*Exercise instructions*: Could you print, without any change, the lines of the data below, starting with the line that contains "Please pin the submerged" and going on through the end of the data?

*Working data*:

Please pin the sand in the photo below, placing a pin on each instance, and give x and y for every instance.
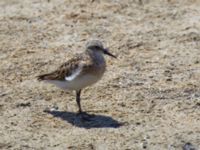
(149, 98)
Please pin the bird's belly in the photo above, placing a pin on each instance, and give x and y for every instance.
(78, 83)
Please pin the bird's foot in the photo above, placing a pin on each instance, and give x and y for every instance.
(84, 116)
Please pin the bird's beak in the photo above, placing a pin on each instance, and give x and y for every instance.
(108, 53)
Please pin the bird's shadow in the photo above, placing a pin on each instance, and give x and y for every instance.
(86, 120)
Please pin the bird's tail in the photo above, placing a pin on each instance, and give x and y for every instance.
(42, 77)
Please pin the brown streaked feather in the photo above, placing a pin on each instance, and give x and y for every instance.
(67, 68)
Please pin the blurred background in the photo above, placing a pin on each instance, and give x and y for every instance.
(149, 97)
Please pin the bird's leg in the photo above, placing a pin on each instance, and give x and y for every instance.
(78, 100)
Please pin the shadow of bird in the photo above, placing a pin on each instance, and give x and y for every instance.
(86, 120)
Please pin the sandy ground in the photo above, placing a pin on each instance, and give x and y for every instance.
(149, 98)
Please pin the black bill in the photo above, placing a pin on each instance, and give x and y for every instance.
(108, 53)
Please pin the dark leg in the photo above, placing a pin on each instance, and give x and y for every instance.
(78, 100)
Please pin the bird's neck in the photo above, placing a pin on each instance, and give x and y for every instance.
(97, 57)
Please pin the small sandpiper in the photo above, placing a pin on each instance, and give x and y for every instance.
(81, 71)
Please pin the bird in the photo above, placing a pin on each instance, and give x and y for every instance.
(80, 71)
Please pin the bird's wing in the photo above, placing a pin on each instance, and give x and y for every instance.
(69, 70)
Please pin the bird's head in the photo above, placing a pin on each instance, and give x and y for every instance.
(96, 45)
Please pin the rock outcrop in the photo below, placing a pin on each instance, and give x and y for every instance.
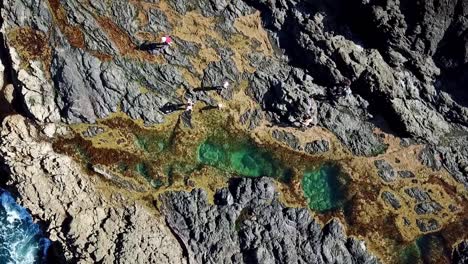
(85, 225)
(247, 224)
(354, 67)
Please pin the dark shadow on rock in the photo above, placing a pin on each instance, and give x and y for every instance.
(150, 46)
(170, 108)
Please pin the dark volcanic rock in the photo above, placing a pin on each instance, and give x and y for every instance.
(251, 118)
(427, 225)
(460, 254)
(247, 224)
(406, 174)
(385, 170)
(404, 61)
(317, 146)
(288, 138)
(418, 194)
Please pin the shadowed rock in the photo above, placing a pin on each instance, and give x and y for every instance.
(247, 224)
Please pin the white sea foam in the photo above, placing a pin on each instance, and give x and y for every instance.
(21, 239)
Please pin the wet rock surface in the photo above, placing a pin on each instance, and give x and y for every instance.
(85, 225)
(247, 224)
(353, 67)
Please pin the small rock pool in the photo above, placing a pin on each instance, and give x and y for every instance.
(324, 187)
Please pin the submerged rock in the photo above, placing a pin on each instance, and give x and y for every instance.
(247, 224)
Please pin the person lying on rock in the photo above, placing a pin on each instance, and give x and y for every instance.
(156, 48)
(170, 108)
(218, 88)
(211, 107)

*Full response*:
Please pin the submerged rock in the photo above, placing a pin on each instance, and give x and y for every instance.
(247, 224)
Please pin the person lying on rock in the photo above, placing a pin on each instance, and give x and y for every instance.
(156, 48)
(170, 108)
(218, 88)
(211, 107)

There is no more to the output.